## Exercise brief
Count the lines in the entries below that contain the string "fabric", matching case exactly, and reply with the number alone.

## Dataset excerpts
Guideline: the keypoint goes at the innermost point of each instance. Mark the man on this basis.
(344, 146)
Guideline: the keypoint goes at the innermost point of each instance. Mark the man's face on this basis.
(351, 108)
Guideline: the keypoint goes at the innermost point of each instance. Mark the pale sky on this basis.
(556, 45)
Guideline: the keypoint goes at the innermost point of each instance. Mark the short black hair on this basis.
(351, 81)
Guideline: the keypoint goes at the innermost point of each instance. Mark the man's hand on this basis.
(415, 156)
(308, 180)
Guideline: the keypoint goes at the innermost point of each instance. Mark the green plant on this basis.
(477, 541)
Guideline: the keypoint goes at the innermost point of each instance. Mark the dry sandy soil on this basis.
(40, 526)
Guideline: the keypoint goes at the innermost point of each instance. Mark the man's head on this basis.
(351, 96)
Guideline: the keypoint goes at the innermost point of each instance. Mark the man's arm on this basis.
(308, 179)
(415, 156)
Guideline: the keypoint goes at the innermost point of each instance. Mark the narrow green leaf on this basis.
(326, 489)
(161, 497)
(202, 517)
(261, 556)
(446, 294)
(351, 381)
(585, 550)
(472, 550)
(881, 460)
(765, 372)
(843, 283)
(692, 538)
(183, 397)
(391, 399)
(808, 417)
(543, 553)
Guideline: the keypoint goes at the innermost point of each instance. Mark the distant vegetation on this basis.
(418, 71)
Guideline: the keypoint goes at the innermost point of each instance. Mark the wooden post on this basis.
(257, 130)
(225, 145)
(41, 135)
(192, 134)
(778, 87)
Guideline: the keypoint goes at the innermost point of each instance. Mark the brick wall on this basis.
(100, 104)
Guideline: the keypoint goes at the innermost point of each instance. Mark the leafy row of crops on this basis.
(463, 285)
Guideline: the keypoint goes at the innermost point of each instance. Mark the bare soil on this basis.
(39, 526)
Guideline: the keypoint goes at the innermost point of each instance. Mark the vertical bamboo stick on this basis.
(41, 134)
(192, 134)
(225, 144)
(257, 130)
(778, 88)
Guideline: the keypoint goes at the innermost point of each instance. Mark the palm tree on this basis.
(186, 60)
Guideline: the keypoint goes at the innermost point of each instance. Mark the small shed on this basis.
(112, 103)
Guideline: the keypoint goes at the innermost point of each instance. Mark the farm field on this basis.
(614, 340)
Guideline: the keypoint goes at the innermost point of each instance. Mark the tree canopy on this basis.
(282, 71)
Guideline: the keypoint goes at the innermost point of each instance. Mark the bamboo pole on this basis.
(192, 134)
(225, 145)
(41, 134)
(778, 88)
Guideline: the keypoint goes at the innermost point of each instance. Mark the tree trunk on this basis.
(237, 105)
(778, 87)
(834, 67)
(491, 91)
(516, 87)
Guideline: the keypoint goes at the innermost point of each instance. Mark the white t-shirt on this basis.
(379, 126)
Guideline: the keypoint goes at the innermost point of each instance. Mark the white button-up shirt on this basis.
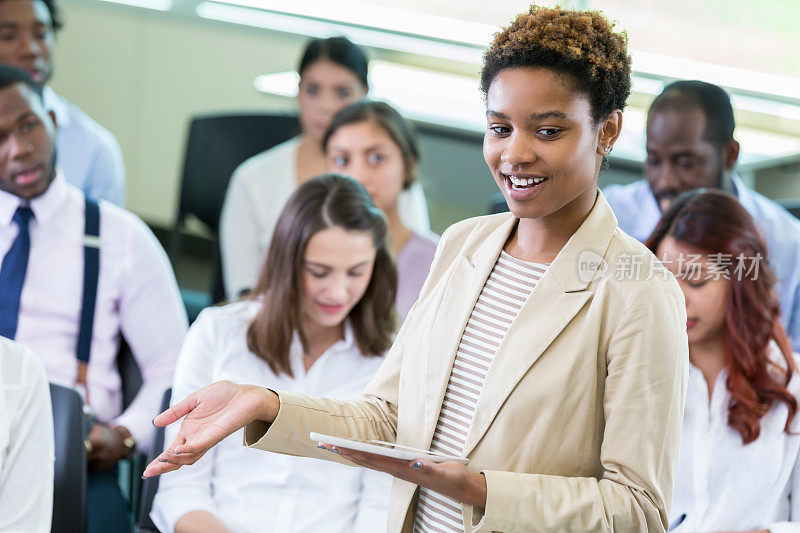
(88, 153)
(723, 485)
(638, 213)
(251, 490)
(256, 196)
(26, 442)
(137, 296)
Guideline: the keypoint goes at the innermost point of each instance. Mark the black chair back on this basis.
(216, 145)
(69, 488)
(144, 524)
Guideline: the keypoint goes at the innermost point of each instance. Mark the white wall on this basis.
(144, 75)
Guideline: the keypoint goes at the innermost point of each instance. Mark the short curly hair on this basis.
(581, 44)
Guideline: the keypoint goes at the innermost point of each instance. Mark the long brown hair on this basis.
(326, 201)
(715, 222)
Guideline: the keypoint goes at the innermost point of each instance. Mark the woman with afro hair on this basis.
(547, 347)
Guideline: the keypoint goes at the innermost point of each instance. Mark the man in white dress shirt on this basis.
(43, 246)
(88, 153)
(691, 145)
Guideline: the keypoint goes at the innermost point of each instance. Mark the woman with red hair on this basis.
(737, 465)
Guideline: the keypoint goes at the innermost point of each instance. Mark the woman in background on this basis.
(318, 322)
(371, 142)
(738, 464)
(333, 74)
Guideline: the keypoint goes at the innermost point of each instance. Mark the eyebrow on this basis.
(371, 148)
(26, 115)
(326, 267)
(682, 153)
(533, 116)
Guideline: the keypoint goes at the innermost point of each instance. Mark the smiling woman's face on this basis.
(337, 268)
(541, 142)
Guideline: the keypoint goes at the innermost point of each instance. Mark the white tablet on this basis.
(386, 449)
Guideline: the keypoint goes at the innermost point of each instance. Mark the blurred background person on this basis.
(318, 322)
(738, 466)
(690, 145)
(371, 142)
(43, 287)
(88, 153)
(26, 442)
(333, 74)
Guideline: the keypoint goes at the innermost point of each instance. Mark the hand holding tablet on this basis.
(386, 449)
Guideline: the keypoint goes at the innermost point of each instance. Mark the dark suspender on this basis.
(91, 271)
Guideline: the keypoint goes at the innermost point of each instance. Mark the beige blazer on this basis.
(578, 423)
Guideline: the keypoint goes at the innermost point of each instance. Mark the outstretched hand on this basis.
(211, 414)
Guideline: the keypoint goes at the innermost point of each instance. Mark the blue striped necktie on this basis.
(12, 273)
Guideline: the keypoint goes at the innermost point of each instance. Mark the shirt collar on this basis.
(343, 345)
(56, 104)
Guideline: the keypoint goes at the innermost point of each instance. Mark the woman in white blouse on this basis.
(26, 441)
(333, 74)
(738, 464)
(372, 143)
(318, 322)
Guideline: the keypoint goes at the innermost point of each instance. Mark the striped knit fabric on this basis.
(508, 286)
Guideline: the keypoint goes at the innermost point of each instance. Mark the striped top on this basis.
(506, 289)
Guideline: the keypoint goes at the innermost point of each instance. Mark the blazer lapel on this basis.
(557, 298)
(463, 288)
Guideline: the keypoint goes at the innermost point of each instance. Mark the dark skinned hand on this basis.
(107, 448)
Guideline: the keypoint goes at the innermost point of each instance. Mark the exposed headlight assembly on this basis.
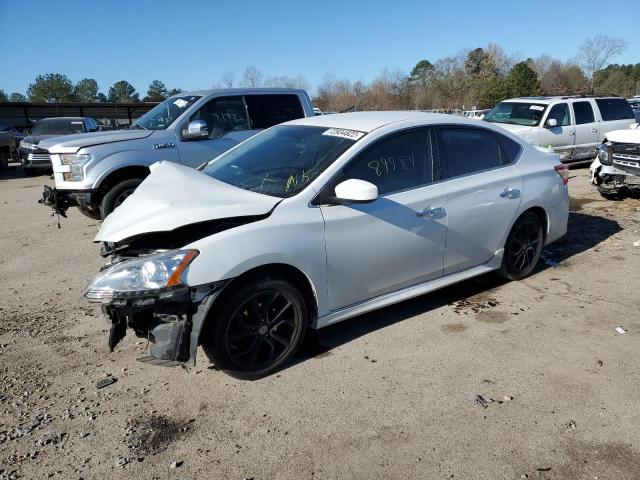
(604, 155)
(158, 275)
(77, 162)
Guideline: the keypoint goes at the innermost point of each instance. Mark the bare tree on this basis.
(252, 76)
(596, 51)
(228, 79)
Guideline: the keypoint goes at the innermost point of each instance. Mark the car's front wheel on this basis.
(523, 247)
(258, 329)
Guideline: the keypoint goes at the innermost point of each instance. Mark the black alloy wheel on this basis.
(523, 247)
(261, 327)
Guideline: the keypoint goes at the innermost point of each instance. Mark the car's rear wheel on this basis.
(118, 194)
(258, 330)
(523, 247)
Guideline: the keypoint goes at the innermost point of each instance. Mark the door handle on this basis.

...

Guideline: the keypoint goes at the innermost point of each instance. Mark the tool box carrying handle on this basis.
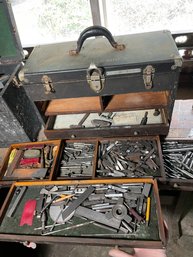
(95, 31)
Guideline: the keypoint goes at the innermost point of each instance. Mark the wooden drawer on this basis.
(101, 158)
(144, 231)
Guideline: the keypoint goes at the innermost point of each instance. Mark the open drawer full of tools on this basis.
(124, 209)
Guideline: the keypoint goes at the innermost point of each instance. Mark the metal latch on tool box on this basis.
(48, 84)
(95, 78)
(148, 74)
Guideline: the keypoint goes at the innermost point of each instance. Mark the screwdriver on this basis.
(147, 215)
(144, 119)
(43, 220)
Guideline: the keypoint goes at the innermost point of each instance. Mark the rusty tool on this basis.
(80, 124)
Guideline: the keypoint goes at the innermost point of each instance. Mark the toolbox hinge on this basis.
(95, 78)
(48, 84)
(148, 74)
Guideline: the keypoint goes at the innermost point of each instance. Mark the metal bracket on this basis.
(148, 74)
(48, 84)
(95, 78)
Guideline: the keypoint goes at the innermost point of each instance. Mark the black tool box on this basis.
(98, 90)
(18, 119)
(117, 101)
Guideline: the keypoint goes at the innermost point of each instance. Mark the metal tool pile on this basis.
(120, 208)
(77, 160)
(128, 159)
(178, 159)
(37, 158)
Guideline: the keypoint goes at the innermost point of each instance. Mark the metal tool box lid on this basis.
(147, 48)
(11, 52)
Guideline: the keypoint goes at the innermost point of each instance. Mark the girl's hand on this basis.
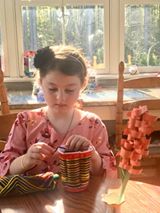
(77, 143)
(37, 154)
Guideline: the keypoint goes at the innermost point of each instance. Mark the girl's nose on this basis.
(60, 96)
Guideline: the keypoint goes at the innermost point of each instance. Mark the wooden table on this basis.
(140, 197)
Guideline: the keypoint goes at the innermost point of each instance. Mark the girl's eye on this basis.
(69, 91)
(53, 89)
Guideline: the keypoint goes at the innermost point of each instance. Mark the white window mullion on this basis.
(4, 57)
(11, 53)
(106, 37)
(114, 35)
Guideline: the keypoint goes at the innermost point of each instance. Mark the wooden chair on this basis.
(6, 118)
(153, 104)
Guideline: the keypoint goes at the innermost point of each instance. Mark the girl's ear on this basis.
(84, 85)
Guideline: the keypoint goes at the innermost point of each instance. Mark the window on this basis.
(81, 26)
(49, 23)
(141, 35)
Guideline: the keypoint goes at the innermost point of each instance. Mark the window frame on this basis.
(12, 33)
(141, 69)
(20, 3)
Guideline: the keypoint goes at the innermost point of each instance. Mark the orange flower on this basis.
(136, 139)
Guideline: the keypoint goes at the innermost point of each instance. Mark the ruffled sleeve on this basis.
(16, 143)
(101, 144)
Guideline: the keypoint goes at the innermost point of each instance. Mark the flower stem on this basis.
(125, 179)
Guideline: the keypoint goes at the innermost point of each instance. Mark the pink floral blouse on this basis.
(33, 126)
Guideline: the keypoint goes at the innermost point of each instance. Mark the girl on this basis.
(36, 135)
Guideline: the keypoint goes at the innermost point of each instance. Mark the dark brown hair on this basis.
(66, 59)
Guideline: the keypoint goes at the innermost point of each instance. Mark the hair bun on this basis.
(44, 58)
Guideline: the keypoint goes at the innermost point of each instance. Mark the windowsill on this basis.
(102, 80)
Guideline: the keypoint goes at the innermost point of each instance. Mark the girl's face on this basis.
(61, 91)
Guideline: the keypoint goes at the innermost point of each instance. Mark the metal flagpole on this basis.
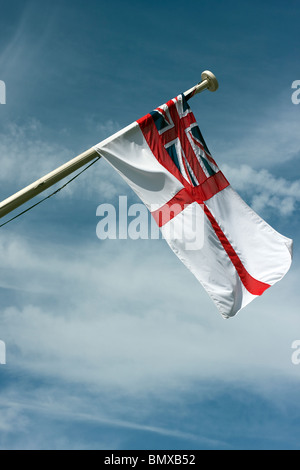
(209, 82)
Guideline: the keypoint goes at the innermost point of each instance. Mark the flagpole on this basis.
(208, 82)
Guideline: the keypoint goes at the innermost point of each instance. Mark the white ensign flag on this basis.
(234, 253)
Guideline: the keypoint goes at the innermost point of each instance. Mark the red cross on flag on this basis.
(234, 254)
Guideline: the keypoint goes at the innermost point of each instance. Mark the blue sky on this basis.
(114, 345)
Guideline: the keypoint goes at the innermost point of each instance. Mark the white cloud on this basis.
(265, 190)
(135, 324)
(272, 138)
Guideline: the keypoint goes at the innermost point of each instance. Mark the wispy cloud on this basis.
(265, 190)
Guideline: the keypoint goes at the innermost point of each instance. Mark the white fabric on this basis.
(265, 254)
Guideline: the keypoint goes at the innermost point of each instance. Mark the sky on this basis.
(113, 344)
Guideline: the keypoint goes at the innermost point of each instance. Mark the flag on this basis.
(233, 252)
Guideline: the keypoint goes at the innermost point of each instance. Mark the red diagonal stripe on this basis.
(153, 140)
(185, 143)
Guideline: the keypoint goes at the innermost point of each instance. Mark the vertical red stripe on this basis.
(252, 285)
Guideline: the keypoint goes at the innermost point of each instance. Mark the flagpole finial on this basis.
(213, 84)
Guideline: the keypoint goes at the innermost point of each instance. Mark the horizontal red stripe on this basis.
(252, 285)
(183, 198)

## Answer to the task
2